• GOAL OF THE EXERCISE: Render every line of the entries below as a JSON list of strings, one string per line, leaving out blank lines.

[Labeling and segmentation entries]

>> START

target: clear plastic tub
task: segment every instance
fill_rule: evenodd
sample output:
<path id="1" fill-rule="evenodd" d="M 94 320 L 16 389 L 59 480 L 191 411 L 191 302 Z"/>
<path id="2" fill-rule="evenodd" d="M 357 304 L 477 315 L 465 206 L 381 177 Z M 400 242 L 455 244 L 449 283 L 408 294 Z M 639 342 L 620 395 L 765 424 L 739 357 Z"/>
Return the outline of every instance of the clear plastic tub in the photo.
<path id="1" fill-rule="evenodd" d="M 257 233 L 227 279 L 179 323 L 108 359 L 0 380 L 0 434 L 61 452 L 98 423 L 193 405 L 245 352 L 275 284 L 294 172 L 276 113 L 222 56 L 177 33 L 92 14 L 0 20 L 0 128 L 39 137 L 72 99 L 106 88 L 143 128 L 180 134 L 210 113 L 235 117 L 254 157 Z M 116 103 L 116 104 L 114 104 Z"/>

>> END

• THE RESULT:
[
  "target: clear plastic tub",
  "task: segment every instance",
  "fill_rule: evenodd",
  "sample output:",
  "<path id=\"1\" fill-rule=\"evenodd\" d=\"M 94 320 L 16 389 L 59 480 L 191 411 L 191 302 Z\"/>",
  "<path id=\"2\" fill-rule=\"evenodd\" d=\"M 357 304 L 477 315 L 465 206 L 381 177 Z M 400 242 L 455 244 L 449 283 L 408 294 Z M 639 342 L 620 395 L 765 424 L 739 357 Z\"/>",
  "Return the outline of every instance of the clear plastic tub in the photo.",
  "<path id=\"1\" fill-rule=\"evenodd\" d=\"M 257 233 L 227 279 L 179 323 L 108 359 L 0 380 L 0 434 L 61 452 L 98 423 L 193 405 L 245 352 L 275 284 L 294 172 L 276 113 L 222 56 L 177 33 L 92 14 L 0 20 L 0 128 L 39 137 L 72 99 L 106 88 L 143 128 L 180 134 L 210 113 L 235 117 L 254 157 Z M 116 103 L 116 104 L 114 104 Z\"/>"
]